* [Task goal]: In the answer, give the entries below exactly, from the first line through the line with "tile, one point per instance.", with every picture omitted.

* [Given records]:

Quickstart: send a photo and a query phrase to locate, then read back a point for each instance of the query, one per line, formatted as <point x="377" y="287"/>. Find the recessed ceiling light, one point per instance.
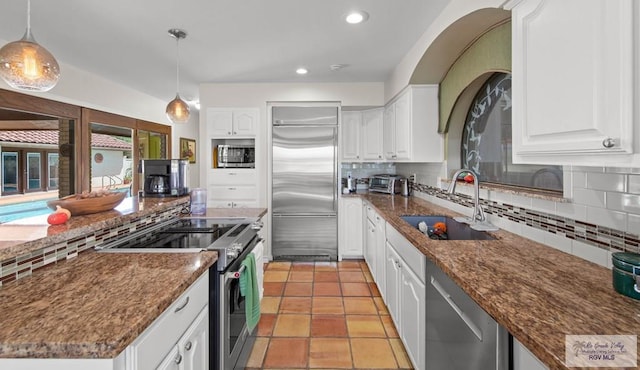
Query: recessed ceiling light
<point x="356" y="17"/>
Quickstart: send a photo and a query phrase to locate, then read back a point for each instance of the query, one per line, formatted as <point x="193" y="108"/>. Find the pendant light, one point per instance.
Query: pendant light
<point x="178" y="109"/>
<point x="25" y="65"/>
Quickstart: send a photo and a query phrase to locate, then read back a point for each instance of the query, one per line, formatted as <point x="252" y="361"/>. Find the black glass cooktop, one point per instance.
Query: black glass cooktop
<point x="182" y="234"/>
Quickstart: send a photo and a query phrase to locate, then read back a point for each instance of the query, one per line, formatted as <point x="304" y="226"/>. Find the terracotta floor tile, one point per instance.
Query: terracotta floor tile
<point x="351" y="277"/>
<point x="303" y="266"/>
<point x="292" y="326"/>
<point x="295" y="305"/>
<point x="327" y="305"/>
<point x="374" y="290"/>
<point x="359" y="306"/>
<point x="325" y="277"/>
<point x="328" y="326"/>
<point x="271" y="276"/>
<point x="258" y="352"/>
<point x="372" y="354"/>
<point x="349" y="265"/>
<point x="300" y="276"/>
<point x="382" y="308"/>
<point x="279" y="265"/>
<point x="333" y="353"/>
<point x="273" y="289"/>
<point x="298" y="289"/>
<point x="269" y="304"/>
<point x="356" y="289"/>
<point x="364" y="266"/>
<point x="287" y="353"/>
<point x="401" y="355"/>
<point x="326" y="289"/>
<point x="326" y="266"/>
<point x="265" y="326"/>
<point x="368" y="326"/>
<point x="389" y="327"/>
<point x="368" y="277"/>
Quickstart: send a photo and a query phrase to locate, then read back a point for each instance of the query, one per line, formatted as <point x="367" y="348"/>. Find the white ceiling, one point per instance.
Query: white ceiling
<point x="228" y="40"/>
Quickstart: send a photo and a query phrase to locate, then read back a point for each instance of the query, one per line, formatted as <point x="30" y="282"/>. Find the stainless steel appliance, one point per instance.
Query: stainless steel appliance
<point x="233" y="238"/>
<point x="304" y="182"/>
<point x="236" y="156"/>
<point x="388" y="184"/>
<point x="165" y="177"/>
<point x="460" y="334"/>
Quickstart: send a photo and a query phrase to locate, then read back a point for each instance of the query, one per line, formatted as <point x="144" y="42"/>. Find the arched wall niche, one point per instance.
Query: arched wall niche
<point x="451" y="43"/>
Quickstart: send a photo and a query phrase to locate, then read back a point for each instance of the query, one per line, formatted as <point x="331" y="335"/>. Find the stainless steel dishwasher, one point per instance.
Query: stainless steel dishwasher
<point x="460" y="334"/>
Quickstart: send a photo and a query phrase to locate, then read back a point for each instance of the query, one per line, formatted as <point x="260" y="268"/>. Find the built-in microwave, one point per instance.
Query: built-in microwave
<point x="236" y="156"/>
<point x="384" y="183"/>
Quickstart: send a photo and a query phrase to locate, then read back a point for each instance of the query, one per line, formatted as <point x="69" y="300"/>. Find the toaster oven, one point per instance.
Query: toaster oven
<point x="384" y="183"/>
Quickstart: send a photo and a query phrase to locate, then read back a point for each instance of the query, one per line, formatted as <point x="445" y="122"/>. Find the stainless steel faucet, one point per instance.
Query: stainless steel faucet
<point x="478" y="220"/>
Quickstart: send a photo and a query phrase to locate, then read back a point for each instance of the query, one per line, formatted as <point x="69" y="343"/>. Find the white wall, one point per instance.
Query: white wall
<point x="85" y="89"/>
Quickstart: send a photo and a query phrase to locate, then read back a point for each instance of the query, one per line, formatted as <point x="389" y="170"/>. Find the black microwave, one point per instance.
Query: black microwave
<point x="236" y="156"/>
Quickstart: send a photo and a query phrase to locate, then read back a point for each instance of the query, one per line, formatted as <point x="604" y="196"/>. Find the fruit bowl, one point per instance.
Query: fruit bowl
<point x="84" y="204"/>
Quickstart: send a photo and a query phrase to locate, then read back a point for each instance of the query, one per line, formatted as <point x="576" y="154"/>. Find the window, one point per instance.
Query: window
<point x="486" y="141"/>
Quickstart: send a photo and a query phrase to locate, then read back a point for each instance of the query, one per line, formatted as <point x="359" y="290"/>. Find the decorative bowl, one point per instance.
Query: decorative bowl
<point x="84" y="206"/>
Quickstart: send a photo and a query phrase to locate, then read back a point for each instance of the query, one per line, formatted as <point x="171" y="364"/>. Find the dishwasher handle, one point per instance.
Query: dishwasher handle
<point x="447" y="297"/>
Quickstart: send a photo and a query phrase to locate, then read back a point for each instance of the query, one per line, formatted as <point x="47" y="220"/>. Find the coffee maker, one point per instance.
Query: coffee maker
<point x="165" y="177"/>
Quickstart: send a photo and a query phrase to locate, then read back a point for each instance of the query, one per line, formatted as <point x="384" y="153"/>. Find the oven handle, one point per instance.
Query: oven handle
<point x="235" y="274"/>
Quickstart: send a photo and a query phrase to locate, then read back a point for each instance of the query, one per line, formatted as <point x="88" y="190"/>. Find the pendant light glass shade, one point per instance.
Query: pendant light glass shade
<point x="25" y="65"/>
<point x="178" y="110"/>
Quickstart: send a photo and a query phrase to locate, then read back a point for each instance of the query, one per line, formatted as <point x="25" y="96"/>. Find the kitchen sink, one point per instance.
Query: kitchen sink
<point x="455" y="229"/>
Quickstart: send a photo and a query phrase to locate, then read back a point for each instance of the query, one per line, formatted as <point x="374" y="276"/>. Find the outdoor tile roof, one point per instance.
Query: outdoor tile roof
<point x="51" y="137"/>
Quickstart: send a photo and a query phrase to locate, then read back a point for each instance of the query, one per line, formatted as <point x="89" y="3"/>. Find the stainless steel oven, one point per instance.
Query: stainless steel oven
<point x="233" y="239"/>
<point x="235" y="342"/>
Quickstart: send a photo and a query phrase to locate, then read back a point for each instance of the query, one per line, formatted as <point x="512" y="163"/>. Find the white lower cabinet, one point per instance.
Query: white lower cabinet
<point x="350" y="228"/>
<point x="191" y="352"/>
<point x="525" y="360"/>
<point x="179" y="338"/>
<point x="405" y="294"/>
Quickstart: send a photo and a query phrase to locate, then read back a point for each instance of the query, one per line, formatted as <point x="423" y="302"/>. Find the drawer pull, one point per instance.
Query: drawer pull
<point x="181" y="307"/>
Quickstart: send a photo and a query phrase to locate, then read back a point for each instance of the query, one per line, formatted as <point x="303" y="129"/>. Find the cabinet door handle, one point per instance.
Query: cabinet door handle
<point x="181" y="307"/>
<point x="609" y="143"/>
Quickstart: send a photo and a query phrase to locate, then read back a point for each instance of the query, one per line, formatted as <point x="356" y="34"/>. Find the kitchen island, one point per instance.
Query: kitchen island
<point x="91" y="305"/>
<point x="539" y="294"/>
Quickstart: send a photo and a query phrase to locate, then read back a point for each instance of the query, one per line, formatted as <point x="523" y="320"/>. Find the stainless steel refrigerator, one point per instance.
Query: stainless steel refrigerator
<point x="304" y="183"/>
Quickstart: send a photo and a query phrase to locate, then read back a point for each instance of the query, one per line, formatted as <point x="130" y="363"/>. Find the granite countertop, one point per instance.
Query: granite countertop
<point x="33" y="233"/>
<point x="94" y="305"/>
<point x="539" y="294"/>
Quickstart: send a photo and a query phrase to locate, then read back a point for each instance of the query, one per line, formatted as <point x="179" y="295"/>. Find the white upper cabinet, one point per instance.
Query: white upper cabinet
<point x="573" y="76"/>
<point x="351" y="125"/>
<point x="371" y="147"/>
<point x="410" y="126"/>
<point x="230" y="122"/>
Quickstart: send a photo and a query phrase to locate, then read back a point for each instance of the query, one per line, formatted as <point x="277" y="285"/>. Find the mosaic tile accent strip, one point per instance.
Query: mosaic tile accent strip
<point x="600" y="236"/>
<point x="21" y="266"/>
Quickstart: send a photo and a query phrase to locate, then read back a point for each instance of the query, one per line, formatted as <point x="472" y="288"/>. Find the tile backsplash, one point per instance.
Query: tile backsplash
<point x="598" y="214"/>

* [Written response]:
Quickstart: send a photo and a query phrase to locate, then read back a point for each instance of the query, one per line, formatted as <point x="377" y="287"/>. Find the recessed ceiling light, one point per instance.
Query: recessed ceiling light
<point x="356" y="17"/>
Quickstart: send a photo and a query phrase to locate, then read back a point for each instance of the query, one per line, formatted as <point x="193" y="108"/>. Find the pendant light, one point per instance.
Query: pendant light
<point x="178" y="109"/>
<point x="25" y="65"/>
Quickstart: send a photo and a query phrase to locate, then read back a point for each instance of the query, one per line, formatted as <point x="252" y="361"/>. Find the black glass cooktop, one point per instance.
Query: black glass cooktop
<point x="182" y="234"/>
Quickstart: send a photo and a query phrase to locate, then read back a point for each instance of the query, one per line, formatted as <point x="304" y="226"/>. Find the terracotta floor tile, one point per instance.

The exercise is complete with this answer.